◆ Data entries
______________________________

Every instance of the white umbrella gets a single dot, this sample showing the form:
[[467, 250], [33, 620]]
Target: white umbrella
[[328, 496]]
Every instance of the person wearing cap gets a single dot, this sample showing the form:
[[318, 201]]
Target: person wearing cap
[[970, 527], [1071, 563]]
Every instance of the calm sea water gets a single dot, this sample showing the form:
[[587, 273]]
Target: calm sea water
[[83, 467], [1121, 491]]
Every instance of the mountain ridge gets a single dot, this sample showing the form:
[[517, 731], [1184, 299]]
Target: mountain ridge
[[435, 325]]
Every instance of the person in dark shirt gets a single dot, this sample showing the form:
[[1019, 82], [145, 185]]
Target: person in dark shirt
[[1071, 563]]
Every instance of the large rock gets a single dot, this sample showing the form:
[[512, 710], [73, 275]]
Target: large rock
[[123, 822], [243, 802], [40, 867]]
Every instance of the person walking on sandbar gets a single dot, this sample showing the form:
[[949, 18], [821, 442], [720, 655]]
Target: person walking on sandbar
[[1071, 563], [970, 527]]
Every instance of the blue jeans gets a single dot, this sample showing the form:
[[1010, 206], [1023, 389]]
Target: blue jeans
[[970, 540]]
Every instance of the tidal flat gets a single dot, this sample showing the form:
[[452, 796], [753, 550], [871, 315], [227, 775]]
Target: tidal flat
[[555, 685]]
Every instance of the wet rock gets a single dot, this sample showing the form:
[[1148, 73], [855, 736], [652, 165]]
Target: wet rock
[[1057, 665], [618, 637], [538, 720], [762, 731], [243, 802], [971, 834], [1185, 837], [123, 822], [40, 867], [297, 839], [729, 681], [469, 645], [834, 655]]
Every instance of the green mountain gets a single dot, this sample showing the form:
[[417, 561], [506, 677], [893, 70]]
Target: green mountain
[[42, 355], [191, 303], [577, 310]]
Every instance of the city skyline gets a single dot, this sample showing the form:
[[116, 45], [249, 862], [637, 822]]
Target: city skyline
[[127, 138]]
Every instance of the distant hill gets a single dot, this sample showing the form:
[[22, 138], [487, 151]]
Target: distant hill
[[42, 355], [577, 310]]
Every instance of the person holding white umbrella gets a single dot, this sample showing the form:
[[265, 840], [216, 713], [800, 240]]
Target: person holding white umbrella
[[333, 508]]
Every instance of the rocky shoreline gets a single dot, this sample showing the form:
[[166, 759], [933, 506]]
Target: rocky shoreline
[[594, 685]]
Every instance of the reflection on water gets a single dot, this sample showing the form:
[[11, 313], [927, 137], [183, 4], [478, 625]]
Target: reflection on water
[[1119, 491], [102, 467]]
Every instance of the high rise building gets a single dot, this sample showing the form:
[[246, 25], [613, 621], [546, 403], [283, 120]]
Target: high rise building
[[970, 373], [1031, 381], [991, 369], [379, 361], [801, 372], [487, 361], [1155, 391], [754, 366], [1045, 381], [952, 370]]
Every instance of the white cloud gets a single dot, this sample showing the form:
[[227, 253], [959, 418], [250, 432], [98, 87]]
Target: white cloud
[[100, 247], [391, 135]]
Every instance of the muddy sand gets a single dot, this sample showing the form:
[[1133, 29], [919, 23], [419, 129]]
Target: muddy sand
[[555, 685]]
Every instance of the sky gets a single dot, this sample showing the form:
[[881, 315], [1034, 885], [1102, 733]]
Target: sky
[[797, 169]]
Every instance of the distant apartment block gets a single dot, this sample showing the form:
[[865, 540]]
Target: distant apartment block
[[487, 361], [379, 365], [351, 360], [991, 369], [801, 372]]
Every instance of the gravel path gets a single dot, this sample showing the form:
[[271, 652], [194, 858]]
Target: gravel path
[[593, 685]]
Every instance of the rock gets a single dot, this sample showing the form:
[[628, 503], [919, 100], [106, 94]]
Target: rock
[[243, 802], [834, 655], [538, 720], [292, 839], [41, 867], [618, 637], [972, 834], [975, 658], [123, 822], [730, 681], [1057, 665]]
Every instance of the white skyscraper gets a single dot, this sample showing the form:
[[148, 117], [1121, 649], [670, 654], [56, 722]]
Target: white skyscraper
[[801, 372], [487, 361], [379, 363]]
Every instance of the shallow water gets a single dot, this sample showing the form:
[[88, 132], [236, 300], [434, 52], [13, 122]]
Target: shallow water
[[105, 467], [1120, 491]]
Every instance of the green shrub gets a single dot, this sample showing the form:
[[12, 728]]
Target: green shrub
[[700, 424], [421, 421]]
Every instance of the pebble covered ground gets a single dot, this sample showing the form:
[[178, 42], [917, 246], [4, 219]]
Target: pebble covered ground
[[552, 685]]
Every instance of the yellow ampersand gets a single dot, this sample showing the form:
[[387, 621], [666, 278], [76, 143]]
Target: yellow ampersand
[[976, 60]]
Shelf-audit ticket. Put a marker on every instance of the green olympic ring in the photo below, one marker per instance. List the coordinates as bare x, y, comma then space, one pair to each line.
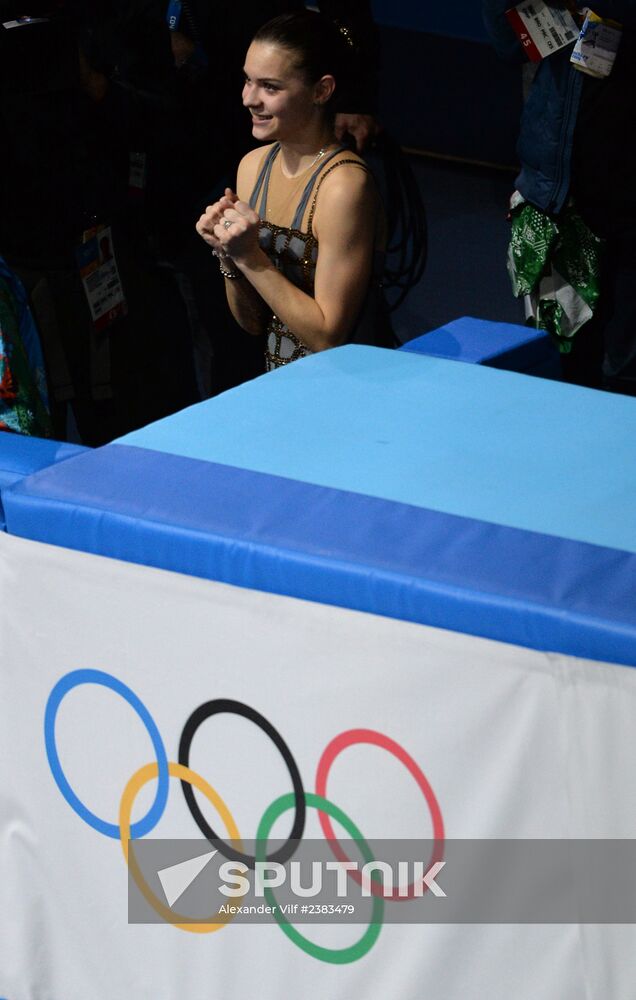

______________________________

◆ Problem statement
Please output the exact lines of the records above, beginning with the first and stopping after the line that holds "Every instance of the large", and nothing else.

◆ Answer
Every instance of the white umbrella gets a single dot, this sample showing the form:
[[467, 250], [33, 620]]
Target: white umbrella
[[328, 496]]
Every instance of the person wearing cap gets a single dot, this sample showing the form:
[[318, 201]]
Target: person wearing cap
[[970, 527], [1071, 563]]
Every instance of the calm sea water gets a single dot, this sample showing the form:
[[587, 273]]
Target: calm sea water
[[83, 467], [1121, 491]]
Every instance of the mountain ridge gets a single dot, this sample showing the form:
[[517, 731], [1184, 299]]
Target: mountain ridge
[[435, 325]]
Every instance of the person in dark shirt gets a single dot, this sample showing the form:
[[1019, 82], [145, 185]]
Target: person in dark shirt
[[1071, 563]]
Every instance of the large rock gets a single dot, this sample showing the form:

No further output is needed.